• Action item
When you have read the listing, copy all of it without any change.

• Listed entries
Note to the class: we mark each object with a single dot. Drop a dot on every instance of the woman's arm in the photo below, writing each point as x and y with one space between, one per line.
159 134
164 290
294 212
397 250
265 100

• Task result
Note to the class: we mark each object with a single dot. Drop a dot on every instance of the woman's arm in the photo below, writing each point as x and y with one space between, one per line.
159 134
164 290
294 212
397 250
265 100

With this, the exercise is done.